CHALLENGE
Make an exact copy of all the entries below, with the pictures left out.

MATERIAL PROVIDED
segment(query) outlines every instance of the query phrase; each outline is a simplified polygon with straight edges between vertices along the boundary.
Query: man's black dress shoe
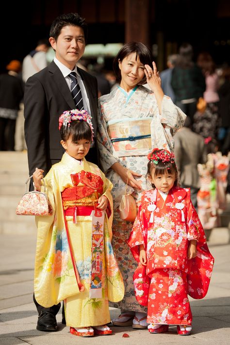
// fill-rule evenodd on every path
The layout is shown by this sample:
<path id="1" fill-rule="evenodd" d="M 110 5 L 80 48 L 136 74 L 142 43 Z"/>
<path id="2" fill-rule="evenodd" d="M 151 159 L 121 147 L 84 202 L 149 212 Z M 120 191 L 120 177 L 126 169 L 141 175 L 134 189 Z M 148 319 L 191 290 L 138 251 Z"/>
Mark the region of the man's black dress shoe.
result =
<path id="1" fill-rule="evenodd" d="M 65 317 L 65 315 L 62 316 L 62 324 L 63 325 L 66 325 L 66 317 Z"/>
<path id="2" fill-rule="evenodd" d="M 37 329 L 44 332 L 55 332 L 57 325 L 55 315 L 49 312 L 42 312 L 38 315 Z"/>

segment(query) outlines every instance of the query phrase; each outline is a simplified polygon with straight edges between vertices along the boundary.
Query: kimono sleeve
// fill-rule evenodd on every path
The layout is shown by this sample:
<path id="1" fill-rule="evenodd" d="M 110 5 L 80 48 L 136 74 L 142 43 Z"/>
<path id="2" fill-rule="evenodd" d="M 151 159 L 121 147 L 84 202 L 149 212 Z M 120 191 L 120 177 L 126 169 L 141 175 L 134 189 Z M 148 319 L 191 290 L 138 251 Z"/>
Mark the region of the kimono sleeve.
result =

RESPONSE TO THE EXERCISE
segment(query) outlines every instance of the query phrase; each outline is a simplified polygon with straight edges between vertices along the boundary.
Query: man's black dress shoe
// fill-rule evenodd on every path
The layout is shown by this sample:
<path id="1" fill-rule="evenodd" d="M 110 5 L 80 48 L 136 74 L 142 43 Z"/>
<path id="2" fill-rule="evenodd" d="M 151 159 L 121 147 L 84 202 L 149 212 Z M 120 191 L 120 177 L 126 169 L 141 175 L 134 189 Z M 148 319 L 191 290 L 138 251 Z"/>
Mark the region of the man's black dress shoe.
result =
<path id="1" fill-rule="evenodd" d="M 65 317 L 65 315 L 62 316 L 62 324 L 63 325 L 66 325 L 66 317 Z"/>
<path id="2" fill-rule="evenodd" d="M 37 329 L 44 332 L 55 332 L 57 325 L 55 315 L 49 312 L 42 312 L 38 315 Z"/>

segment(query) outlines every instance of the query phrase; each outline is a simplified polygon with straight edges between vertices along the boundary.
Query: kimono sleeve
// fill-rule evenodd on every path
The layout is shown by this sample:
<path id="1" fill-rule="evenodd" d="M 110 5 L 80 48 L 136 74 L 142 43 Z"/>
<path id="2" fill-rule="evenodd" d="M 151 159 L 121 147 L 84 202 L 149 212 Z M 120 191 L 120 177 L 126 169 L 141 175 L 134 189 Z M 148 319 L 191 290 L 138 251 Z"/>
Mark the region of the kimono sleeve.
result =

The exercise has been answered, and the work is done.